ACTION ITEM> In the records below, one line contains "Point to the coral reef flat.". Print that line and every line after it exactly, down to the final one.

SUPPLIED INFORMATION>
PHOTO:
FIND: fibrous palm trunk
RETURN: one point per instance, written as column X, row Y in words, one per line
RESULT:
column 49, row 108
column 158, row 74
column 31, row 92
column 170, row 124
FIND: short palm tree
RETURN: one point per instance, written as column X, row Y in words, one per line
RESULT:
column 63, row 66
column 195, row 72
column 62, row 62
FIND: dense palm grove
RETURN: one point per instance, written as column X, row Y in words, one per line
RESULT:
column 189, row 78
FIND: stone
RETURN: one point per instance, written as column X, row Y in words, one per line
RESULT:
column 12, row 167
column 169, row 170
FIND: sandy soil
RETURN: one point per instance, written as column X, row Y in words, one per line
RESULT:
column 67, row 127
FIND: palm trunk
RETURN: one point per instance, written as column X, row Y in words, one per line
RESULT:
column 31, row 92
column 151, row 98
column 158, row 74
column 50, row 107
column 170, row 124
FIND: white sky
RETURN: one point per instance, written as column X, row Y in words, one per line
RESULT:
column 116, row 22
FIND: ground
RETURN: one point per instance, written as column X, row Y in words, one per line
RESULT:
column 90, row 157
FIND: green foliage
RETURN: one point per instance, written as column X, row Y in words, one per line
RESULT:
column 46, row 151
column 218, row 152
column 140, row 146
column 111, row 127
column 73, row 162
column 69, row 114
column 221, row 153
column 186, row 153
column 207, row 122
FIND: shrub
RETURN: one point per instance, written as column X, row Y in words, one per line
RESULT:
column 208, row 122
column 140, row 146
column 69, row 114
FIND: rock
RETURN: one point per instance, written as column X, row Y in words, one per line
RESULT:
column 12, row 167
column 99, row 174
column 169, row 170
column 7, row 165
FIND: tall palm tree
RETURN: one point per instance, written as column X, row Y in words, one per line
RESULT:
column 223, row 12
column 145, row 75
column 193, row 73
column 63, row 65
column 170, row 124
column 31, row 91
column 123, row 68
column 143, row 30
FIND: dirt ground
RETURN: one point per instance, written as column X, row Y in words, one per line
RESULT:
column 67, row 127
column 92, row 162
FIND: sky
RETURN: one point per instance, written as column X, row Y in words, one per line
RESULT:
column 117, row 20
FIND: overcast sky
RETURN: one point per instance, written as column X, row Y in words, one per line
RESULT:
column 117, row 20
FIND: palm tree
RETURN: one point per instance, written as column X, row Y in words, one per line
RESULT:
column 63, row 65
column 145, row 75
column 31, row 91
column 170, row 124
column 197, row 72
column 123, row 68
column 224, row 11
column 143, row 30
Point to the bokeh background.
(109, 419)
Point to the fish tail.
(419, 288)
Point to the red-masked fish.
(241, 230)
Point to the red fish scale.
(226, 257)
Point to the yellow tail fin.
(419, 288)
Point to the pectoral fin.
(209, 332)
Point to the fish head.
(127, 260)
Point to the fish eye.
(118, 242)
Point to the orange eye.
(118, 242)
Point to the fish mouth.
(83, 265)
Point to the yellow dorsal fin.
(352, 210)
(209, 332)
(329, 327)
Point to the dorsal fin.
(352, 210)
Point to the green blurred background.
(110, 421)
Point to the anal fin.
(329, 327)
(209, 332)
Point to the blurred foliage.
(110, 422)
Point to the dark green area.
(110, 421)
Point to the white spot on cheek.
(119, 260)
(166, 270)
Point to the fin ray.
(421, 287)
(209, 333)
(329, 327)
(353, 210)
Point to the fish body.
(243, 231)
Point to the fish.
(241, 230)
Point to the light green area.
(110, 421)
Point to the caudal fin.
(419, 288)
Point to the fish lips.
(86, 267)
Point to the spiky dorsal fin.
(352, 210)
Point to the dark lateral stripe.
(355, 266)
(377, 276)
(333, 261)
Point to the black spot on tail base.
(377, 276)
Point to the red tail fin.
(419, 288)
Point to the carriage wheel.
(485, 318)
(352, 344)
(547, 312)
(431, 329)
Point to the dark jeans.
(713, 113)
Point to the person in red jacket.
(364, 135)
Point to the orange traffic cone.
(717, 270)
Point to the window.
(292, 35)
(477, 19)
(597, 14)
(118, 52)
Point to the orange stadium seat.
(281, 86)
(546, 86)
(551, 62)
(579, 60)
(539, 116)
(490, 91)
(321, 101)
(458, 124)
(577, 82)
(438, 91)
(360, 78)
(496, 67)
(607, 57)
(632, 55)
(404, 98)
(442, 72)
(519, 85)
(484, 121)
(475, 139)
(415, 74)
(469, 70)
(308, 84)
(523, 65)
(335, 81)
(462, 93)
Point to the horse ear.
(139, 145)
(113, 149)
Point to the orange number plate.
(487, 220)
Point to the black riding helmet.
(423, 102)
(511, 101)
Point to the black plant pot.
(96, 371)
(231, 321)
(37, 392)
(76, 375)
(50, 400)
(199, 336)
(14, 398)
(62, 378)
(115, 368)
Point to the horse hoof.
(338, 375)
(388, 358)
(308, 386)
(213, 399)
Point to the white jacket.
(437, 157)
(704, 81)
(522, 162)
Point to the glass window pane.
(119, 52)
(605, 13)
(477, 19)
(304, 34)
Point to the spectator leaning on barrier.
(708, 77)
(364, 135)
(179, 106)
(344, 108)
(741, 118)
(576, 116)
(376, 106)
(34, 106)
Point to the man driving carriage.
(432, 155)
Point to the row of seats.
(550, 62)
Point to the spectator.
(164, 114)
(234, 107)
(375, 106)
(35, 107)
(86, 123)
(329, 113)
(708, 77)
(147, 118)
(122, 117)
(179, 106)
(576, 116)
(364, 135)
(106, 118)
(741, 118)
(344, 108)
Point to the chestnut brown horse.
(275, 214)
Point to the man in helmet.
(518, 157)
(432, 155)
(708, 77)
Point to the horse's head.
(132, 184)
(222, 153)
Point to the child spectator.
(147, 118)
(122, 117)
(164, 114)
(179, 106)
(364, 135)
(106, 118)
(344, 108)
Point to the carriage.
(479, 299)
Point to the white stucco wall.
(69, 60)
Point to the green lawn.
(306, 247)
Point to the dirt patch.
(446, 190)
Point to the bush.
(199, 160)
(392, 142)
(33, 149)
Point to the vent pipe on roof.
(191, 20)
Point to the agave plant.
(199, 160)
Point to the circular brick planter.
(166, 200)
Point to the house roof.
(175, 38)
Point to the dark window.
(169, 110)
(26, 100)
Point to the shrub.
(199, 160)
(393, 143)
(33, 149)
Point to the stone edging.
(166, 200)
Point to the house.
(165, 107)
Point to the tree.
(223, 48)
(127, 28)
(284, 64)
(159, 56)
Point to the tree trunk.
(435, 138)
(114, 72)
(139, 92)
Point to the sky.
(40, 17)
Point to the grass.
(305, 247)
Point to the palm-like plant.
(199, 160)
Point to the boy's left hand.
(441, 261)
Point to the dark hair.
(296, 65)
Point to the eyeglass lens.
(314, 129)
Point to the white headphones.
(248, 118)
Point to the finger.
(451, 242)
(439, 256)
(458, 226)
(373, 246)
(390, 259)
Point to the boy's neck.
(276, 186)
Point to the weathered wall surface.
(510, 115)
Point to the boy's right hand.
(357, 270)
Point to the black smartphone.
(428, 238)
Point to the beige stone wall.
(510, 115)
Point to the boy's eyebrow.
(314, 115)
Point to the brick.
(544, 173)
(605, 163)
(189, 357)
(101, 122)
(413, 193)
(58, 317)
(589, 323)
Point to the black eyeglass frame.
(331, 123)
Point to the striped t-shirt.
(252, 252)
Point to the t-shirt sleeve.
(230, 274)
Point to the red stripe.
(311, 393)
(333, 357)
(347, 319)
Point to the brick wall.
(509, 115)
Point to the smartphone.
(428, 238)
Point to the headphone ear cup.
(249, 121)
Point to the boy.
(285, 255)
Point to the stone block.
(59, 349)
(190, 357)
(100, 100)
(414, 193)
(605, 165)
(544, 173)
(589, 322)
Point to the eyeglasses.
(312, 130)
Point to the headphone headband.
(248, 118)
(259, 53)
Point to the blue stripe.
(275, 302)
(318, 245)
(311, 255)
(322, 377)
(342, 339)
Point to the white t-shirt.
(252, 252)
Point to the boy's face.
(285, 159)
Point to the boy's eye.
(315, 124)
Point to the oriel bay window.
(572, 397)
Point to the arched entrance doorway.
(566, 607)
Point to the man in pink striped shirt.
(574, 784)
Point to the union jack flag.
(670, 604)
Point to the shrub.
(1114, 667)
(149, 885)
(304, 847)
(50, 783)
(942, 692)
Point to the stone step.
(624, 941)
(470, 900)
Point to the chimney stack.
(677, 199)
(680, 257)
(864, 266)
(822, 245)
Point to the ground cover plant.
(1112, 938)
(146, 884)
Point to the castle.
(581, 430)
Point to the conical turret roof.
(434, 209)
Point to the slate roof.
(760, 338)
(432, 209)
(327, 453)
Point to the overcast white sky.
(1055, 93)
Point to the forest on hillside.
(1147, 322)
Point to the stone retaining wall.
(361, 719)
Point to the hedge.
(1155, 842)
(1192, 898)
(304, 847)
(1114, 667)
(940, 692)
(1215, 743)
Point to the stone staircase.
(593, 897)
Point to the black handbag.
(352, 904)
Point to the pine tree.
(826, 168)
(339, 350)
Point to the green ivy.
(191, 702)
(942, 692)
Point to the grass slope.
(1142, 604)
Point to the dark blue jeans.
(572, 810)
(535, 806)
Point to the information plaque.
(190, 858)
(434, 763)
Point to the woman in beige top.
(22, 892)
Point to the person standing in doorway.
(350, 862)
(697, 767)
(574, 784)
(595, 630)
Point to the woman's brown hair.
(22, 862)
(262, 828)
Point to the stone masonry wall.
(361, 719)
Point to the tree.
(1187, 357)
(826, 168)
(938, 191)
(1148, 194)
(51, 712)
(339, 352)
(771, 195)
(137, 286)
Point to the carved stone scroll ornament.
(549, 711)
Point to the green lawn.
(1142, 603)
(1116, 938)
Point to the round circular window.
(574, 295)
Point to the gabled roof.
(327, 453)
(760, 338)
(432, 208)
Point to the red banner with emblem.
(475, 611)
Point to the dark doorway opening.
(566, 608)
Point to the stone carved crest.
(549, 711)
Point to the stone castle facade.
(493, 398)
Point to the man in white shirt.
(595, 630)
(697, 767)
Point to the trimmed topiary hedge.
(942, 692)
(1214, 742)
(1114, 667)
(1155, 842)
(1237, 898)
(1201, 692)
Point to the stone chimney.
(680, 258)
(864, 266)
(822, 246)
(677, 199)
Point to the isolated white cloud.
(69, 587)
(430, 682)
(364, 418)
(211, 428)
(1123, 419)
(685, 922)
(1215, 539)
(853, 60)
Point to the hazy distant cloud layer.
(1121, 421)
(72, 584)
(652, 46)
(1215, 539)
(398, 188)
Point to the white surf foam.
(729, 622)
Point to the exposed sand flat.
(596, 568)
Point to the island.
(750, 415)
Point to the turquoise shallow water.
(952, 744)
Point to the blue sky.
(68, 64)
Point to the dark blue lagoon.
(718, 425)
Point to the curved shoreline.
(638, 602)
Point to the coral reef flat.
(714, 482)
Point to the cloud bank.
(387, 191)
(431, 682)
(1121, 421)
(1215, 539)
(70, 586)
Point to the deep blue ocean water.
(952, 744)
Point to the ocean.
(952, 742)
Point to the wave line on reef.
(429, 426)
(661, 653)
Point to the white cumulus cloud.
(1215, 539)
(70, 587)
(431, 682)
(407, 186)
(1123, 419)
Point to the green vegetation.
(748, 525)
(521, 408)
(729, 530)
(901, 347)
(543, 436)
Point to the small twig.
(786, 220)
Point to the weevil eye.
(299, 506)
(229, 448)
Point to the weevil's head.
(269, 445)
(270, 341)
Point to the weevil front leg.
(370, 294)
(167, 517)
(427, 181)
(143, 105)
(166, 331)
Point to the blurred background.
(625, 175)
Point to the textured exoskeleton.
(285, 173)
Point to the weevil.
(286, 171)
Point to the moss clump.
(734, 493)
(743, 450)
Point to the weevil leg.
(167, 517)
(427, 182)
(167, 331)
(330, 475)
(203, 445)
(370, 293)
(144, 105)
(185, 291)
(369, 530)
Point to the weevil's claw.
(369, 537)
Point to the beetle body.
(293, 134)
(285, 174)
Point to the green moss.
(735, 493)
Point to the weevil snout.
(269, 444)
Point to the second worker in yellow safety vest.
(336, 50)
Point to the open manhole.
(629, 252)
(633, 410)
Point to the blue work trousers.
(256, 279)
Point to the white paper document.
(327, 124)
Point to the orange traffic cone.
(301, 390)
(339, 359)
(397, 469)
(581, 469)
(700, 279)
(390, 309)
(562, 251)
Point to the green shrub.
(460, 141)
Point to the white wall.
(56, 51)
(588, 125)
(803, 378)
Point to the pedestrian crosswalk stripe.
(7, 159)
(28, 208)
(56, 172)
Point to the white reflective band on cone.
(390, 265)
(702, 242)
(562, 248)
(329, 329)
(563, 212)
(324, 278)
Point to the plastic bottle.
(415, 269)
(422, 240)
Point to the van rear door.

YOUR SOLUTION>
Point to the coral reef flat.
(714, 482)
Point to the cloud bank.
(387, 191)
(431, 682)
(1121, 421)
(1215, 539)
(70, 586)
Point to the deep blue ocean water.
(952, 744)
Point to the ocean.
(952, 742)
Point to the wave line on reef.
(429, 426)
(661, 653)
Point to the white cumulus cloud.
(1215, 539)
(70, 587)
(431, 682)
(407, 186)
(1123, 419)
Point to the green vegetation.
(748, 525)
(521, 408)
(729, 530)
(901, 347)
(543, 436)
Point to the small twig.
(786, 220)
Point to the weevil eye.
(299, 506)
(229, 448)
Point to the weevil's head.
(269, 445)
(270, 341)
Point to the weevil front leg.
(370, 294)
(167, 517)
(427, 181)
(143, 105)
(166, 331)
Point to the blurred background.
(625, 175)
Point to the textured exoskeleton.
(285, 173)
Point to the weevil.
(286, 171)
Point to the moss clump.
(734, 493)
(743, 450)
Point to the weevil leg.
(167, 517)
(427, 182)
(167, 331)
(330, 475)
(203, 445)
(370, 293)
(144, 105)
(185, 291)
(369, 530)
Point to the weevil's claw.
(369, 537)
Point to the beetle body.
(293, 134)
(285, 174)
Point to the green moss.
(735, 493)
Point to the weevil snout.
(269, 444)
Point to the second worker in yellow safety vest.
(336, 50)
Point to the open manhole.
(629, 252)
(633, 410)
Point to the blue work trousers.
(256, 279)
Point to the white paper document.
(327, 124)
Point to the orange traffic cone.
(301, 390)
(339, 359)
(397, 469)
(581, 469)
(700, 279)
(390, 309)
(562, 251)
Point to the green shrub.
(460, 141)
Point to the white wall.
(56, 51)
(588, 125)
(803, 378)
Point to the pedestrian crosswalk stripe.
(7, 159)
(28, 208)
(56, 172)
Point to the white reflective band on cone.
(390, 265)
(702, 242)
(562, 248)
(329, 329)
(563, 212)
(324, 278)
Point to the plastic bottle.
(415, 269)
(422, 240)
Point to the van rear door.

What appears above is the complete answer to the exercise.